- Set problem
Put each line of the records below into a JSON list of strings, one string per line, with blank lines omitted. Leave the pictures out of your list.
<<<<
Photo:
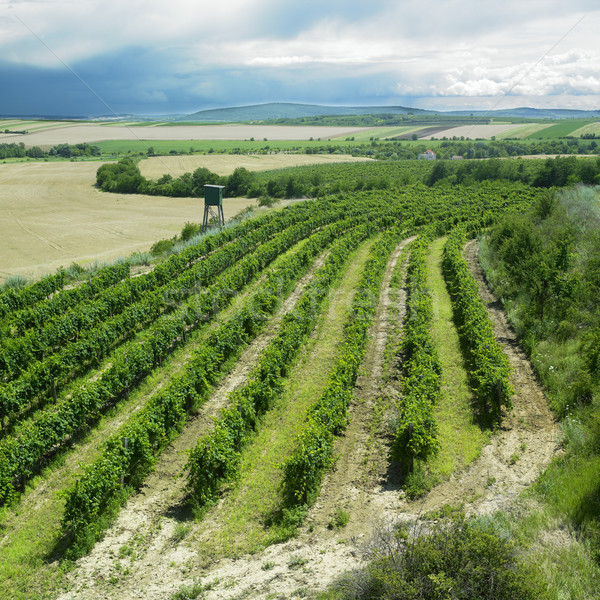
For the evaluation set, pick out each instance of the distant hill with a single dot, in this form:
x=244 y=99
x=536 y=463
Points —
x=285 y=110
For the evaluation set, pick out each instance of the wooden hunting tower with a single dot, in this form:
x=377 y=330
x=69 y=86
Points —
x=213 y=206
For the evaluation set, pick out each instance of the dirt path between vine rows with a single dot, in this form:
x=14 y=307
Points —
x=517 y=453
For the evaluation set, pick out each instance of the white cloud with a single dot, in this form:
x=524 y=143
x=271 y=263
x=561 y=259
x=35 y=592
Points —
x=407 y=48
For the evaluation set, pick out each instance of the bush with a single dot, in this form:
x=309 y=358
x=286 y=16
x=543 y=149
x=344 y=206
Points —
x=458 y=559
>>>>
- Completed exercise
[
  "Photo:",
  "For the evaluation set, pick out each instance of the distant hill with a single dot, in this form:",
  "x=244 y=99",
  "x=536 y=463",
  "Points —",
  "x=285 y=110",
  "For the evaluation set, pick out each instance of the wooden hunting tower with a single dot, in this form:",
  "x=377 y=330",
  "x=69 y=86",
  "Points —",
  "x=213 y=206",
  "For the evaluation set, pick out each instance of the dirt path between vine rows with a single dot, in this form:",
  "x=14 y=307",
  "Points —",
  "x=517 y=453",
  "For the evaluation set, pick out each instance of the white cloud with a single dot, in this form:",
  "x=524 y=143",
  "x=271 y=263",
  "x=561 y=259",
  "x=35 y=592",
  "Points —",
  "x=407 y=48",
  "For the evaluation set, pick out each instance of the bush with a single dot, in this form:",
  "x=309 y=358",
  "x=286 y=16",
  "x=543 y=149",
  "x=344 y=206",
  "Points —",
  "x=458 y=559"
]